▽

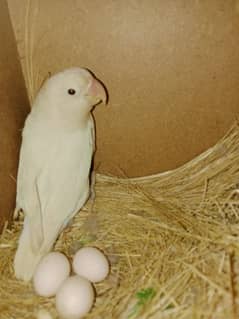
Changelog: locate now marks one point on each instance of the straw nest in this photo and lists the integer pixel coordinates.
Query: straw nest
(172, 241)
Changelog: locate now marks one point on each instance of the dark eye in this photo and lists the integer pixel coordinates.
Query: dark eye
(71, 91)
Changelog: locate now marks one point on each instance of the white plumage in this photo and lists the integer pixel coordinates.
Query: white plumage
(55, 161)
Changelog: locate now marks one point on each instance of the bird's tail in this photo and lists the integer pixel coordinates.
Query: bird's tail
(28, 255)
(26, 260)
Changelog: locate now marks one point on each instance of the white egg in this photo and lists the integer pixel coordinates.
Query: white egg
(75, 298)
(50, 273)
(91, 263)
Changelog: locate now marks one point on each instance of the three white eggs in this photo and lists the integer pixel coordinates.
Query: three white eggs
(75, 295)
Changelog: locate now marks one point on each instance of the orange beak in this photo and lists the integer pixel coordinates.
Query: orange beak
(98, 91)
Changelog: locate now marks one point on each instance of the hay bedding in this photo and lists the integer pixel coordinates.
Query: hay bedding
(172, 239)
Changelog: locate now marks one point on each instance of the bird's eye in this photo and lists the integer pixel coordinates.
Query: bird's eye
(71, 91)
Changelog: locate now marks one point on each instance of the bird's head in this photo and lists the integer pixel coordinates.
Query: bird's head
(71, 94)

△

Required work: Reproduce every line of the records above verbatim, leaving out the pictures.

Solution for this task:
Changelog: locate now marks one point on each instance of the straw nest in this photo and lists the integer pixel coordinates.
Query: straw nest
(172, 241)
Changelog: locate now marks one point on each instance of the dark eye in this photo and lists the integer pixel coordinates.
Query: dark eye
(71, 91)
Changelog: locate now marks one point on each instance of the white plumage in this photo and lists the integer pixel coordinates.
Query: white plumage
(55, 161)
Changelog: locate now marks one point on each instance of the bird's tail in this photo and lists the integer pixel coordinates.
Query: bird's tail
(28, 255)
(26, 260)
Changelog: locate now marks one point on each instance of the white egg in this photo and lists the integer pixel coordinates.
Query: white egg
(75, 298)
(50, 273)
(91, 263)
Changelog: locate now marks one point on each instance of the three white eggs in this photo and lists the integer pixel coordinates.
Query: three white eggs
(75, 295)
Changelog: locate now marks one point on each instance of the orange beak in this photo and lists the integer pixel coordinates.
Query: orange beak
(98, 91)
Changelog: locate now marks one point on each instance of the hay bedding in this photo and lists the integer pixel coordinates.
Query: hay bedding
(172, 239)
Changelog: locate now marks one point on each instance of the bird's eye in this photo and lists the integer pixel coordinates.
Query: bird's eye
(71, 91)
Changelog: locate now marks one point on each instance of the bird's head in this photo and lists the integer pixel coordinates.
Query: bird's head
(71, 94)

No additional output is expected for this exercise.